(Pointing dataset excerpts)
"""

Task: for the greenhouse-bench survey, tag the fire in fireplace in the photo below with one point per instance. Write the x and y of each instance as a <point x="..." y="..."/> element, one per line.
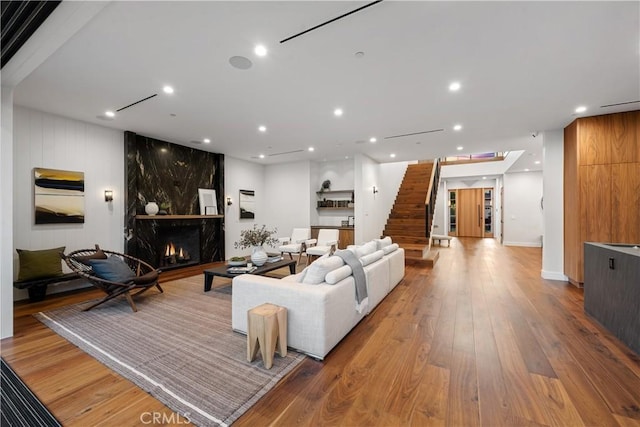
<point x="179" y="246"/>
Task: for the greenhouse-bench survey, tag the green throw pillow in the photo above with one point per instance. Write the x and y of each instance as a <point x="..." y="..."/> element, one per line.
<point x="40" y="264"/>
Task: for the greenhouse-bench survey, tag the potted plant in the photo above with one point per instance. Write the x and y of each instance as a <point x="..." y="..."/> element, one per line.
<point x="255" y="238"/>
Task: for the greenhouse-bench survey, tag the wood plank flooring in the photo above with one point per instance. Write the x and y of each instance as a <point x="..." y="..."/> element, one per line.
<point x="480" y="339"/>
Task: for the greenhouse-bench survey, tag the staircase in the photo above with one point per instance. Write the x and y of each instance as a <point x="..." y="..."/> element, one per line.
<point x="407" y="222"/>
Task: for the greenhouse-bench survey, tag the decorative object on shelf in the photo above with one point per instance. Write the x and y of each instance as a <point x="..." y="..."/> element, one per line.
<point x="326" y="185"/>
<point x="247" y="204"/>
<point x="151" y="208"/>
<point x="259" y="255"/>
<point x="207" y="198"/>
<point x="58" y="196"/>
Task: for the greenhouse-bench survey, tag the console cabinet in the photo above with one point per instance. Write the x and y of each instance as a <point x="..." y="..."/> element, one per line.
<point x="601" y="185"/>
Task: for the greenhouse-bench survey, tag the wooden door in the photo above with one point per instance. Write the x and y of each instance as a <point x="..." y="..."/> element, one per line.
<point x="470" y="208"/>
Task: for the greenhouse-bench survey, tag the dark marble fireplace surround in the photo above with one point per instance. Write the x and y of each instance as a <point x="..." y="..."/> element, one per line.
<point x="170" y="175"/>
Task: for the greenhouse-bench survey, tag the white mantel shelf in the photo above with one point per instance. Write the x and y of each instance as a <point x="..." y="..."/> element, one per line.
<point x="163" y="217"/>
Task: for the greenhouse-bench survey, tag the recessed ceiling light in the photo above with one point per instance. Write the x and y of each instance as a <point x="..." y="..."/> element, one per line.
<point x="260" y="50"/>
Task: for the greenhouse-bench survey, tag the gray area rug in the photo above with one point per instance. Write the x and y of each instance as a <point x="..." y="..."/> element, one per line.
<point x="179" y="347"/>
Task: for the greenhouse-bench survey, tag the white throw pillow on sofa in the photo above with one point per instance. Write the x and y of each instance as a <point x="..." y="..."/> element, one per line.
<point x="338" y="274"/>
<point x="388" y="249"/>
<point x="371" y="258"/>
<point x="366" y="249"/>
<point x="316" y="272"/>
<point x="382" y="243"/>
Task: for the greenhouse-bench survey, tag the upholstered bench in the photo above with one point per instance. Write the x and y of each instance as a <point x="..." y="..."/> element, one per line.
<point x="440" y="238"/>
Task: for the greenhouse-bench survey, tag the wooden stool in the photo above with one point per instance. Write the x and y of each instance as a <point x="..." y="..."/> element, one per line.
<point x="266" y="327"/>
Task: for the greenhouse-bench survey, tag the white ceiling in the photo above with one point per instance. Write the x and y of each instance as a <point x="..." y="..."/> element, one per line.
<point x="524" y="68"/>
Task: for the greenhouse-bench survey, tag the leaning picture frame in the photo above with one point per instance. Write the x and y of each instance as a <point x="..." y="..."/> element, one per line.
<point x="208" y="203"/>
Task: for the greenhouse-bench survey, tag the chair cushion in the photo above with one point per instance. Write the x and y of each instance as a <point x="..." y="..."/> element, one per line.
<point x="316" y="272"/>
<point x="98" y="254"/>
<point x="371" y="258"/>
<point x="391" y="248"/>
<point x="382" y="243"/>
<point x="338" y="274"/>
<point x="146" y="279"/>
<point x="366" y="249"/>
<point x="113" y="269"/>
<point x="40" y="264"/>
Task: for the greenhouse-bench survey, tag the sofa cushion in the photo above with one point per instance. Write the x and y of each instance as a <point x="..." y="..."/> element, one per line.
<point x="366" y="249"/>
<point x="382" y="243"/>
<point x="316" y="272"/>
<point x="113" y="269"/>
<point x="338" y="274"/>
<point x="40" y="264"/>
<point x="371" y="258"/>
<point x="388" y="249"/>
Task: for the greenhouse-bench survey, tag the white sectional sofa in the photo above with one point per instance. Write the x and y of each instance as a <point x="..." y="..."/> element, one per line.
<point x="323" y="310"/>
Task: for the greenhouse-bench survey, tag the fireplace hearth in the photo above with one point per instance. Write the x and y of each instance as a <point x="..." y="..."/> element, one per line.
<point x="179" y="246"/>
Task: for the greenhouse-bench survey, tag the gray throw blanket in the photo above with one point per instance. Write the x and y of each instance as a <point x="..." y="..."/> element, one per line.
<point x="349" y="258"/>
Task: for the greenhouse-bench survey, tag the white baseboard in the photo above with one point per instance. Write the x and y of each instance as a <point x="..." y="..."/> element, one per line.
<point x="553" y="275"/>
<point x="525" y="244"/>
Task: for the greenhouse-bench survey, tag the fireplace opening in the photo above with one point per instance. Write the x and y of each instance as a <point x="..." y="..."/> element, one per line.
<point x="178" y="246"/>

"""

_Instructions to follow_.
Repeat word for word each line from the one with "Task: for the greenhouse-bench survey, tag the sofa" to the end of the records above, inclusive.

_Answer for this exercise_.
Task: for the greenhouse-bench survey, tag the sofa cushion in the photo above with one point per instance. Write the x and y of each instance as a <point x="..." y="..."/> element, one per line.
<point x="366" y="249"/>
<point x="382" y="243"/>
<point x="316" y="272"/>
<point x="113" y="269"/>
<point x="338" y="274"/>
<point x="40" y="264"/>
<point x="371" y="258"/>
<point x="388" y="249"/>
Task: for the greenhouse-bench survey, tag the white sectional sofa in the photo above with one point per instance. Write the x and y of each instance as a <point x="..." y="..."/> element, one per line.
<point x="323" y="310"/>
Task: for the greenhouse-bench survey, tag the fireplace hearth in the photo above with one point per instance. Write the x and y of each instance as a <point x="..." y="..."/> element, one per line.
<point x="179" y="246"/>
Task: for the greenhouse-bench survey, tag the gray throw blanket in the photo above with one point per instance. Write the x and y of each instance as a <point x="..." y="..."/> element, one per line.
<point x="349" y="258"/>
Task: for the greenhouse-bench survey, tag the white baseboard in the photo above with one point per instance. Write the x and y of each instance as a <point x="..." y="..."/> element, one per line.
<point x="553" y="275"/>
<point x="525" y="244"/>
Task: for the greenhouse-bench survey, tag the fireplace opening in the photo above with one point per instance. Write the x and y of each instance as a <point x="..." y="..."/> element, one per line.
<point x="178" y="246"/>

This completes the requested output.